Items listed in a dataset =
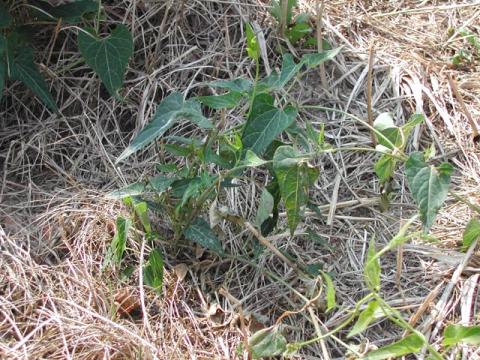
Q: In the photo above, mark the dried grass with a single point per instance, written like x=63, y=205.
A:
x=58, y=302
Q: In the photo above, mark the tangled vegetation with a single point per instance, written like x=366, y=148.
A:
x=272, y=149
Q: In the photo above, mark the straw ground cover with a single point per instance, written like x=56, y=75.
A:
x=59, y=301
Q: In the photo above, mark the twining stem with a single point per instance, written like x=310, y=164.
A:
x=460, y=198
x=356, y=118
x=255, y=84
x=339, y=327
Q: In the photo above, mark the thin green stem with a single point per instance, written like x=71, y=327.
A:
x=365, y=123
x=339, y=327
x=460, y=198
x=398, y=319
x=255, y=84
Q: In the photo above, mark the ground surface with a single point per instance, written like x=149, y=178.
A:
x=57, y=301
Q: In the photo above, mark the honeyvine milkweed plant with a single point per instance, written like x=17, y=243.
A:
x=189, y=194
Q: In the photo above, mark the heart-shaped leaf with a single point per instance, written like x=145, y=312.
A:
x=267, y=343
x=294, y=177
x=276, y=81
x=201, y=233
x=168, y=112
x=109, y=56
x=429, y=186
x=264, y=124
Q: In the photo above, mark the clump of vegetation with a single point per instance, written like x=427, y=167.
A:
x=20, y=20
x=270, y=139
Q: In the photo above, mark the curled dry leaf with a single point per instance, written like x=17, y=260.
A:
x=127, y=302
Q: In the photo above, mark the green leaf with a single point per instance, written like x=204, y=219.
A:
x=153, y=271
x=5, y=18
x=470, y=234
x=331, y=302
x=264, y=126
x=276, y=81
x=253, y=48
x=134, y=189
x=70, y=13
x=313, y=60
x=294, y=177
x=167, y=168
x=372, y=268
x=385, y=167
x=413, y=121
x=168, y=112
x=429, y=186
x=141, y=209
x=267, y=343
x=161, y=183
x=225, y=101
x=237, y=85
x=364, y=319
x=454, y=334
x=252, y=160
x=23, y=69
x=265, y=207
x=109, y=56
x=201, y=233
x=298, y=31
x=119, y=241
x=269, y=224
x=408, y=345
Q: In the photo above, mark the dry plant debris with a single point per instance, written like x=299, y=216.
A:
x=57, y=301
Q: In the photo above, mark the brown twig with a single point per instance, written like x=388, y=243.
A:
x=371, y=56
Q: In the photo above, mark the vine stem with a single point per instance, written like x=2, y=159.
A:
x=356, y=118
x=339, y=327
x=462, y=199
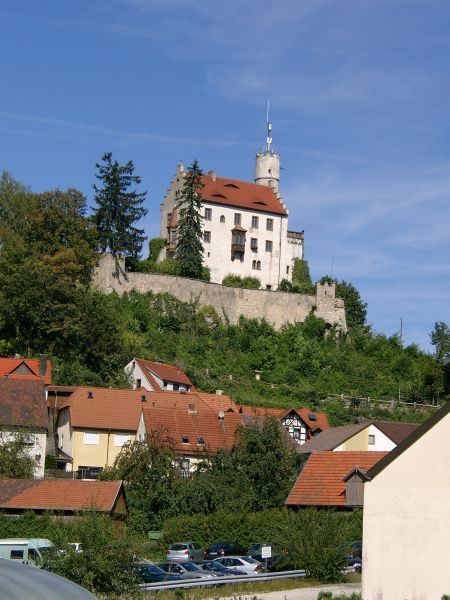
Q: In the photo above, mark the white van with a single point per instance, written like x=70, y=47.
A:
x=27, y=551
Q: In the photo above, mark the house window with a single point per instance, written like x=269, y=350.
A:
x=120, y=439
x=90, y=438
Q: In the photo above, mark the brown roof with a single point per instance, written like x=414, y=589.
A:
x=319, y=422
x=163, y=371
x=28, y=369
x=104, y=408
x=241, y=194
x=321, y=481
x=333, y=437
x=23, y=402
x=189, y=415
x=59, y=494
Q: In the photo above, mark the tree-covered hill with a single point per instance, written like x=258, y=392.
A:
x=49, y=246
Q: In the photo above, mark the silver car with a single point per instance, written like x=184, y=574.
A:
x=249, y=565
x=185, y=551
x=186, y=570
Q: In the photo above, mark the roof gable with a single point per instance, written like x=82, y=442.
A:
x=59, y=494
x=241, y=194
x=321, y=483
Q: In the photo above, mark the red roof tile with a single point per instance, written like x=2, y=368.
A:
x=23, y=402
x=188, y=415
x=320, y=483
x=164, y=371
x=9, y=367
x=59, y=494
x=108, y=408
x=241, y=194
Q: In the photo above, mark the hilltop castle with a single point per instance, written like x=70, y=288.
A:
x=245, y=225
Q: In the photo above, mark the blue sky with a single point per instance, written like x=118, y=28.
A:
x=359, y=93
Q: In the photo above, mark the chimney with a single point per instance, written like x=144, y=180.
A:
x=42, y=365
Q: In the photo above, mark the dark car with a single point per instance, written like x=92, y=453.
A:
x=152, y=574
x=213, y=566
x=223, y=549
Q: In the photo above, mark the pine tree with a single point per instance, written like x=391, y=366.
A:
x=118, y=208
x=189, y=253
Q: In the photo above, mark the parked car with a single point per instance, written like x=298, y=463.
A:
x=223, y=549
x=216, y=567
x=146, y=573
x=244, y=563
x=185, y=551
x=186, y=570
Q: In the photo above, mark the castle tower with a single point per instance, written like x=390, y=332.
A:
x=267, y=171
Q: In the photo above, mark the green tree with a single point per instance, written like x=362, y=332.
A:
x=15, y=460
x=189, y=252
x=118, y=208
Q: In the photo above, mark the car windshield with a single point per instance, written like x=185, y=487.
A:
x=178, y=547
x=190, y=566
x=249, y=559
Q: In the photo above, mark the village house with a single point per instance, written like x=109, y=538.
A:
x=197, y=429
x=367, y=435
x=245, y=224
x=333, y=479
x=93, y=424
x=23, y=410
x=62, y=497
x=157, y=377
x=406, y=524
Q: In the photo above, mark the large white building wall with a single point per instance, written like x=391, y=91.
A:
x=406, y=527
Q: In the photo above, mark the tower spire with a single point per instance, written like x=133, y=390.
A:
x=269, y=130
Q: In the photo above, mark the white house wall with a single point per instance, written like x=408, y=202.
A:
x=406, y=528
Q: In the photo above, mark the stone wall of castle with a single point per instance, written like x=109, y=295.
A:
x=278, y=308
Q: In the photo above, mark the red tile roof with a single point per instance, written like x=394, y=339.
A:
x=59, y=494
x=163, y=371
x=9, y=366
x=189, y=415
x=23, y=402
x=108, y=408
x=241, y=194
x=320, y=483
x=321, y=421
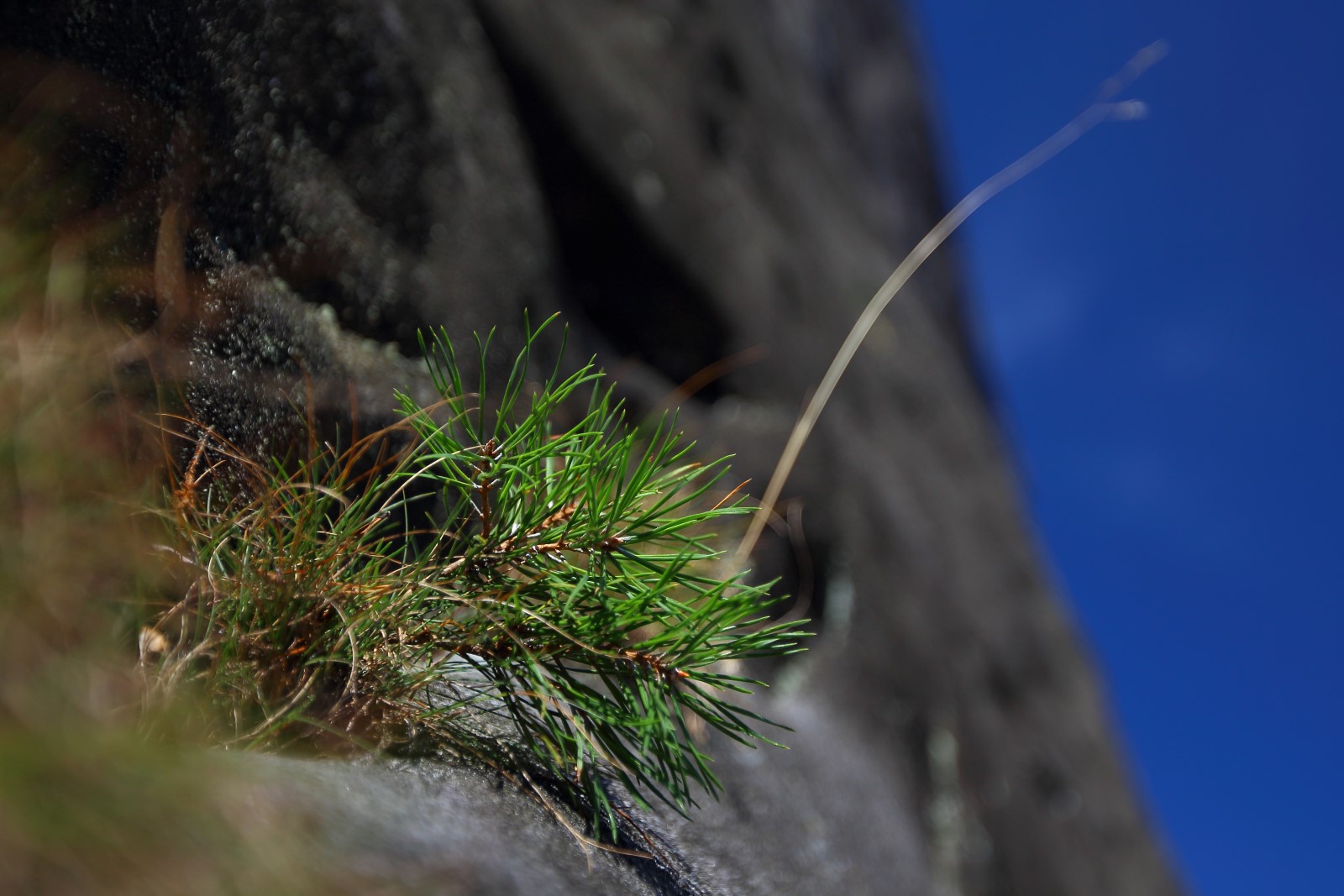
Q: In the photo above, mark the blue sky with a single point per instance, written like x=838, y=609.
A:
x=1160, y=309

What is asked =
Scale the lines from the one containing "Q: In the photo above, mark the white van" through the one containing "x=49, y=246", inclusive, reproducing all of them with every point coordinate in the answers multiplied by 1.75 and rounded to a whole number, halves rounding up. Keep the requests and their sample coordinates unchanged.

Finished task =
Q: In the photo above, mark the white van with a single point per instance, written like x=70, y=47.
A:
x=47, y=964
Q: In the photo above, mark the house window with a single point per instance, written like x=269, y=350.
A:
x=210, y=768
x=158, y=767
Q: In the photo above, mark the brown roof with a single point per instance, written like x=414, y=589.
A:
x=558, y=739
x=285, y=649
x=49, y=646
x=182, y=714
x=422, y=340
x=562, y=842
x=583, y=765
x=40, y=704
x=331, y=726
x=103, y=865
Q: In the photo above, mark the tree-covered hill with a single point per instance, written like x=258, y=392.
A:
x=86, y=431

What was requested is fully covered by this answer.